▶ [How to complete this task] Return each line of the data that follows exactly as it reads.

[Natural language region descriptions]
*-*-*

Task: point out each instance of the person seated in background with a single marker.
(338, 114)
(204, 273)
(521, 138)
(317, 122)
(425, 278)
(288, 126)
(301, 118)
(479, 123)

*-*-*

▶ [Solution for this exercise]
Task: point out each instance of the person seated in background with a single marker.
(338, 114)
(204, 273)
(521, 138)
(317, 122)
(425, 278)
(288, 126)
(301, 118)
(479, 123)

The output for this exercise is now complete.